• [Exercise task 1]
List every encryption mode and construction named in the file and disk encryption text.
• [Exercise task 2]
Carry the file and disk encryption text forward from its last sentence.

• [Document excerpt]
You want to encrypt a file or a disk.

5.15.2 Solution

If you're willing to use a nonce or an initialization vector, standard modes such as CBC and CTR are acceptable. For file-at-a-time encryption, you can avoid the use of a nonce or IV altogether by using the LION construction, described in Section 5.15.3.

Generally, keys will be generated from a password. For that, use PKCS #5, as discussed in Recipe 4.10.

5.15.3 Discussion

Disk encryption is usually done in fixed-size chunks at the operating system level. File encryption can be performed in chunks so that random access to an encrypted file doesn't require decrypting the entire file. This also has the benefit that part of a file can be changed without reencrypting the entire file.

CBC mode is commonly used for this purpose, and it is used on chunks that are a multiple of the block size of the underlying block cipher, so that padding is never necessary. This eliminates any message expansion that one would generally expect with CBC mode.

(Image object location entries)
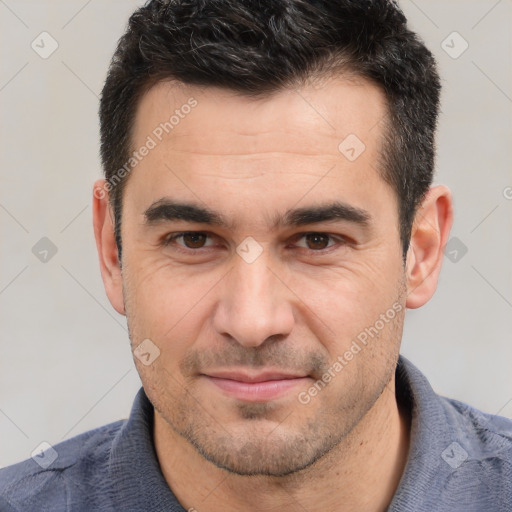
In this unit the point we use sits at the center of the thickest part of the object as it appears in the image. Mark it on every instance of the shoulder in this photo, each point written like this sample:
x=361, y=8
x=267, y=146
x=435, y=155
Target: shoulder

• [Written response 1]
CBC, CTR, LION

• [Written response 2]
However, when people are doing disk or file encryption with CBC mode, they often use a fixed initialization vector. That's a bad idea because an initialization vector is expected to be random for CBC mode to obtain its security goals. Using a fixed IV leads to dictionary-like attacks that can often lead to recovering, at the very least, the beginning of a file.

Other modes that require only a nonce (not an initialization vector) tend to be streaming modes. These fail miserably when used for disk encryption if the nonce does not change every single time the contents associated with that nonce change.

Keys for disk encryption are generally created from a password. Such keys will be only as strong as the password. See Recipe 4.10 for a discussion of turning a password into a cryptographic key.

For example, if you're encrypting file-by-file in 8,192-byte chunks, you need a separate nonce for each 8,192-byte chunk, and you need to select a new nonce every single time you want to protect a modified version of that chunk. You cannot just make incremental changes, then reencrypt with the same nonce.

In fact, even for modes where sequential nonces are possible, they really don't make much sense in the context of file encryption. For example, some people think they can use just one CTR mode nonce for the entire disk. But if you ever reuse the same piece of keystream, there are attacks. Therefore, any time you change even a small piece of data, you will have to reencrypt the entire disk using a different nonce to maintain security. Clearly, that isn't practical.

Therefore, no matter what mode you choose to use, you should choose random initial values.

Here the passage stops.